SHORT TASK: Please pick out every line in the items below that contains the word "tree" and copy each one.

DATA TO USE:

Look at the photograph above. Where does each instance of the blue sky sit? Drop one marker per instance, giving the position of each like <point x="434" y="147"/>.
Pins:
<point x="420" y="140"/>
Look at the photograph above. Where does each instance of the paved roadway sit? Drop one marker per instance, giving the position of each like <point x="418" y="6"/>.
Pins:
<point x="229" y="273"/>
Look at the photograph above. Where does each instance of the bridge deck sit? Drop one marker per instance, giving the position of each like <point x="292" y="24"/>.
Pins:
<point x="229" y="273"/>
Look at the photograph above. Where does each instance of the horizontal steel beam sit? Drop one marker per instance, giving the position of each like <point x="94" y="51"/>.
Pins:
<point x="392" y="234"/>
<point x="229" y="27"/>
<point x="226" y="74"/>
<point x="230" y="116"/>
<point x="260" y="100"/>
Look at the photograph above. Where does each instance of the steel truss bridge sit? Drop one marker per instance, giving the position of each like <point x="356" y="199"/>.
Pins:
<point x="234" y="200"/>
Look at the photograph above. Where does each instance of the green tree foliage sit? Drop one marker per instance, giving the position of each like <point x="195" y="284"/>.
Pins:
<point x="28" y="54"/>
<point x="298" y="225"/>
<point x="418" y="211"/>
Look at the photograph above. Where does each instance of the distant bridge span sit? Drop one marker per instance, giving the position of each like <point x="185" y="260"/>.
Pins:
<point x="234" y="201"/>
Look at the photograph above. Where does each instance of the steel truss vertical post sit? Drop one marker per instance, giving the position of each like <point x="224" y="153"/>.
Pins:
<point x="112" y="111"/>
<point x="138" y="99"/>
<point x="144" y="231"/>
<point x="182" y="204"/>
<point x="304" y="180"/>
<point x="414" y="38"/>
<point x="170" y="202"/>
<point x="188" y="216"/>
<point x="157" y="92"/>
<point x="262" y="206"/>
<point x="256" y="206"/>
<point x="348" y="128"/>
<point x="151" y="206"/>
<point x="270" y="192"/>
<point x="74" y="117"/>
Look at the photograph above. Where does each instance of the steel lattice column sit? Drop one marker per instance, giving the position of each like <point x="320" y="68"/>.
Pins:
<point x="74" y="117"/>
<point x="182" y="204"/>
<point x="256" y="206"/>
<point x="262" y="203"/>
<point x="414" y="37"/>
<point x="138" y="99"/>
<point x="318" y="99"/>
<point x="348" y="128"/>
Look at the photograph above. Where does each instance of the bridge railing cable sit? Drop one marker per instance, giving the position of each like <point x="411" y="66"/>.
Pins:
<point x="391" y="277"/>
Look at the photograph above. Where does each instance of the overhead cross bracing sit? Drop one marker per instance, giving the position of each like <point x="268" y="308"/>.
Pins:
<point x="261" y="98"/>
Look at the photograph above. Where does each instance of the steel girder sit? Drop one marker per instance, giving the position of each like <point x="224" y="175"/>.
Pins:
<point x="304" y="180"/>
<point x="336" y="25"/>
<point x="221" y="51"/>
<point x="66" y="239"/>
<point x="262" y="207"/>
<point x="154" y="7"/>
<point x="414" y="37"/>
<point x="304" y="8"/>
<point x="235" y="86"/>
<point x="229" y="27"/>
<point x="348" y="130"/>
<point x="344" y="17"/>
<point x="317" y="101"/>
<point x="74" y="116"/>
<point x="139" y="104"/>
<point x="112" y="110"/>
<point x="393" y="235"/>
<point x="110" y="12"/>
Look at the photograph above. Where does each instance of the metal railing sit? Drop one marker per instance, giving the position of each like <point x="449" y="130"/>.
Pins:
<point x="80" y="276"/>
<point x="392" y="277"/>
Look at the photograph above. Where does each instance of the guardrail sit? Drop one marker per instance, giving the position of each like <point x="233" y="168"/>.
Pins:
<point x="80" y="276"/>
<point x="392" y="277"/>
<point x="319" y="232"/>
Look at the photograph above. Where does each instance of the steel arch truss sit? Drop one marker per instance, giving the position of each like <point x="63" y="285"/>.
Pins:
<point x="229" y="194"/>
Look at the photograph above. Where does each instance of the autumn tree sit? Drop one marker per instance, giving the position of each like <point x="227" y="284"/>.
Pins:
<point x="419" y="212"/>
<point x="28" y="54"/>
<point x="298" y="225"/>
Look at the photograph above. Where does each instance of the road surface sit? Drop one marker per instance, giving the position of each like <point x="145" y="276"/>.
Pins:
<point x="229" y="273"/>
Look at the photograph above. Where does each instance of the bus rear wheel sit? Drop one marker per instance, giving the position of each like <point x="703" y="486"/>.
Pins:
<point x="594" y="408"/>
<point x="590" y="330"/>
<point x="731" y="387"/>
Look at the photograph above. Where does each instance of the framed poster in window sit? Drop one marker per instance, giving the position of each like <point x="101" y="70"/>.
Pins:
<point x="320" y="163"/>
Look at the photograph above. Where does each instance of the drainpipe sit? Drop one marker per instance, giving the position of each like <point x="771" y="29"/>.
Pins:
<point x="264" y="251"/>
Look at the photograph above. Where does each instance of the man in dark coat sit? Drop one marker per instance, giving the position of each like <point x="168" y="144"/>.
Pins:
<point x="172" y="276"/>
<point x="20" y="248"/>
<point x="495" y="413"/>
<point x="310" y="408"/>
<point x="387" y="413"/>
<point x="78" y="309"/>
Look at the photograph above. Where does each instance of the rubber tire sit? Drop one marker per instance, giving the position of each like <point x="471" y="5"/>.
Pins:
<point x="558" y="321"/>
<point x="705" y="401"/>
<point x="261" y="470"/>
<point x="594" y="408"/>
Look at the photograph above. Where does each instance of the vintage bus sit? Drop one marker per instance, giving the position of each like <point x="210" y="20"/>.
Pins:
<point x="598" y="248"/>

...

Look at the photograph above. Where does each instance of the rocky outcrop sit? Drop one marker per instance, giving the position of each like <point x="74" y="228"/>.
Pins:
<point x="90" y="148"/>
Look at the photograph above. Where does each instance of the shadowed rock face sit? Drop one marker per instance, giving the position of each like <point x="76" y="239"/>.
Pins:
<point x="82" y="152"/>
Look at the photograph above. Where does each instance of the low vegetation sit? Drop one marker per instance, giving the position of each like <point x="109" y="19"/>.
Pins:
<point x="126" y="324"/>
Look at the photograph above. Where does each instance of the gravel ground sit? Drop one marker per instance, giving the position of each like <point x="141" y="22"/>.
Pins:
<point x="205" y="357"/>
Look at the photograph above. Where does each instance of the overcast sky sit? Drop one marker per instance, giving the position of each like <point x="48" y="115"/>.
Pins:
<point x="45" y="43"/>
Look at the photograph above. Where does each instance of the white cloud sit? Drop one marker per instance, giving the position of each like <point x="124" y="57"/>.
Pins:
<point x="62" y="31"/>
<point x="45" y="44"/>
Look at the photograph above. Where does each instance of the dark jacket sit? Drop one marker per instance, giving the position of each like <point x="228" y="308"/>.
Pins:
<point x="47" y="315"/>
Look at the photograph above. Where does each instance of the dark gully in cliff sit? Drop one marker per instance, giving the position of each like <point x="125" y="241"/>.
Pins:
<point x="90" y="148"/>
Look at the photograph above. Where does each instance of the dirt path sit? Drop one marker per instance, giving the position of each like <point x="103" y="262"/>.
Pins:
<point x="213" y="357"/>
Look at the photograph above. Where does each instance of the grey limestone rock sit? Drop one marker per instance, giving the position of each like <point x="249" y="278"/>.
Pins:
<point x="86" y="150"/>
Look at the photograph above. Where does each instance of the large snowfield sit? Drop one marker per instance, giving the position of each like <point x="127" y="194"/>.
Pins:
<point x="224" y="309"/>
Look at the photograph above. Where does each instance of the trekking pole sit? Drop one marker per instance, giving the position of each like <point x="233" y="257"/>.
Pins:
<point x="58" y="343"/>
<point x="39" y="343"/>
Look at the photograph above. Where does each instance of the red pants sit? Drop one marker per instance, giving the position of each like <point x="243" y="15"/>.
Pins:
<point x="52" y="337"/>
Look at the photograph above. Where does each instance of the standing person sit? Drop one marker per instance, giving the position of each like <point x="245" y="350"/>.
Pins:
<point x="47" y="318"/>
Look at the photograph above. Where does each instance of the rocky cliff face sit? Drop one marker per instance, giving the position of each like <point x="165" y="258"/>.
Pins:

RESPONSE TO THIS EXERCISE:
Look at the photograph above. Where does each instance of the green tree foliage sit? Drop one marker per instance, giving the position of each like <point x="195" y="284"/>.
Look at the photograph above. Where does each instance of the autumn tree sit? Drop one marker per instance, giving the position of each like <point x="227" y="284"/>.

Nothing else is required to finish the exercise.